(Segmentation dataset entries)
● ● ● ● ●

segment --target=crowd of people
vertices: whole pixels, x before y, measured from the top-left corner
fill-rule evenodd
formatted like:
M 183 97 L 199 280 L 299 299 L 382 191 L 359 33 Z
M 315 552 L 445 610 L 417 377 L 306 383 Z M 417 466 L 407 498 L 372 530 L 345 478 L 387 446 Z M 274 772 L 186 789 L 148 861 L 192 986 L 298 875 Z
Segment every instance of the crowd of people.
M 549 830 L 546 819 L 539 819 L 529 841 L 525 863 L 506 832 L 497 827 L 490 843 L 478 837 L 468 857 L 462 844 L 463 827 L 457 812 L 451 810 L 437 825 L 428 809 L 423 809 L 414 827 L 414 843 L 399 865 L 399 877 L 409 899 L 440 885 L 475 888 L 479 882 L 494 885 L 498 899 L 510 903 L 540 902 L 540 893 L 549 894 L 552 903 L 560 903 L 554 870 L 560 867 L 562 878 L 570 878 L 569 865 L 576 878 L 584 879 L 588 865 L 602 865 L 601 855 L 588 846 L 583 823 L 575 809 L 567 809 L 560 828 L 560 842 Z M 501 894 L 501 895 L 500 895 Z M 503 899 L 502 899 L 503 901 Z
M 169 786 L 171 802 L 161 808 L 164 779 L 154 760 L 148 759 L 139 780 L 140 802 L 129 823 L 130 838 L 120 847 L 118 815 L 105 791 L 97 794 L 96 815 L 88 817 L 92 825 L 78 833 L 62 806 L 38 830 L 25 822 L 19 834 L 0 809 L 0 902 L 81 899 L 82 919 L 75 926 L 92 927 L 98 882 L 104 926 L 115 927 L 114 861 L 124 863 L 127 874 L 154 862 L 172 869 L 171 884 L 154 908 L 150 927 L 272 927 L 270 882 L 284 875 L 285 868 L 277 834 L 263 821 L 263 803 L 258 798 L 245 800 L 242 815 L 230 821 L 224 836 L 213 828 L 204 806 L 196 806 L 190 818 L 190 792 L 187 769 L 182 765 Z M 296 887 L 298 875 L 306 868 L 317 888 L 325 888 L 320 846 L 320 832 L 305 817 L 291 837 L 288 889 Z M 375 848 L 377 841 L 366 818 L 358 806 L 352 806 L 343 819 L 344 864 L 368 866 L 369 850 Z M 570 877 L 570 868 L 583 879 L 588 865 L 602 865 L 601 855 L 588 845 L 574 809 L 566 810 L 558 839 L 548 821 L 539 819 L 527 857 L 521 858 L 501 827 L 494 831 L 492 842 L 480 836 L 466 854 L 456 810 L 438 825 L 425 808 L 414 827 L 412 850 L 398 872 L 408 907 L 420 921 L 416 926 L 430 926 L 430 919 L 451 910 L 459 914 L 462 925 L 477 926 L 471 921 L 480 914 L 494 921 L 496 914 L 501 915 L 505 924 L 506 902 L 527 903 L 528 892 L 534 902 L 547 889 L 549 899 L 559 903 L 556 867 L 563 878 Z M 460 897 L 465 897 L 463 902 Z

● ● ● ● ●

**What you need to do**
Please retype every one of the entries above, character for character.

**Solution for this task**
segment --target=crowd of people
vertices: whole pixels, x before y, measured from the top-left corner
fill-rule evenodd
formatted like:
M 183 97 L 199 280 L 299 299 L 382 191 L 359 33 Z
M 315 552 L 445 610 L 417 377 L 306 383 Z M 417 466 L 407 498 L 372 530 L 345 478 L 387 446 Z M 274 772 L 186 789 L 148 861 L 192 986 L 298 875 Z
Segment every instance of the crowd of people.
M 549 830 L 546 819 L 539 819 L 529 841 L 525 863 L 506 832 L 497 827 L 490 843 L 478 837 L 468 857 L 462 844 L 463 827 L 457 812 L 451 810 L 437 825 L 428 809 L 423 809 L 414 827 L 414 843 L 399 865 L 399 877 L 409 899 L 440 885 L 475 888 L 479 882 L 494 885 L 498 899 L 510 903 L 540 902 L 540 893 L 549 894 L 552 903 L 560 903 L 554 870 L 560 867 L 562 878 L 570 878 L 569 865 L 576 878 L 584 879 L 588 865 L 602 865 L 601 855 L 588 846 L 583 823 L 575 809 L 567 809 L 560 828 L 560 842 Z M 501 894 L 501 895 L 500 895 Z M 503 899 L 502 899 L 503 901 Z
M 169 786 L 171 802 L 161 808 L 164 779 L 154 760 L 148 759 L 139 780 L 140 802 L 129 823 L 130 838 L 120 847 L 118 815 L 105 791 L 97 794 L 96 815 L 88 817 L 92 825 L 78 833 L 62 806 L 38 830 L 25 822 L 19 834 L 0 809 L 0 902 L 81 899 L 82 919 L 75 926 L 92 927 L 98 882 L 104 926 L 115 927 L 114 861 L 124 863 L 127 874 L 154 862 L 172 869 L 171 884 L 154 908 L 150 927 L 272 927 L 270 882 L 284 875 L 285 868 L 277 834 L 263 821 L 263 803 L 258 798 L 245 800 L 242 815 L 230 821 L 224 836 L 213 828 L 204 806 L 196 806 L 190 818 L 190 792 L 187 769 L 182 765 Z M 296 887 L 298 875 L 306 868 L 317 888 L 325 888 L 320 846 L 320 832 L 305 817 L 291 837 L 288 889 Z M 375 848 L 377 841 L 366 818 L 358 806 L 352 806 L 343 819 L 344 864 L 368 866 L 369 850 Z M 570 877 L 570 868 L 583 879 L 588 865 L 602 865 L 601 855 L 588 845 L 574 809 L 566 810 L 558 839 L 548 821 L 539 819 L 527 857 L 521 858 L 501 827 L 494 831 L 492 842 L 480 836 L 466 854 L 456 810 L 438 825 L 425 808 L 414 827 L 412 850 L 398 872 L 408 907 L 420 921 L 416 926 L 430 926 L 430 919 L 451 910 L 459 914 L 462 925 L 477 926 L 471 921 L 480 914 L 494 921 L 496 914 L 501 915 L 505 924 L 506 902 L 527 903 L 528 892 L 534 902 L 547 889 L 549 899 L 559 903 L 556 867 L 563 878 Z M 460 897 L 465 897 L 463 902 Z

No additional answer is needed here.